* Problem to solve:
Return each of the records below line for line, with nothing altered.

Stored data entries
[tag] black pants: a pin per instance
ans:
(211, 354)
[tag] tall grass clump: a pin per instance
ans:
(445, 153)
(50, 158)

* Full answer:
[tag] black pants: a pin per instance
ans:
(211, 354)
[tag] tall grass clump: a pin per instance
ans:
(445, 153)
(50, 158)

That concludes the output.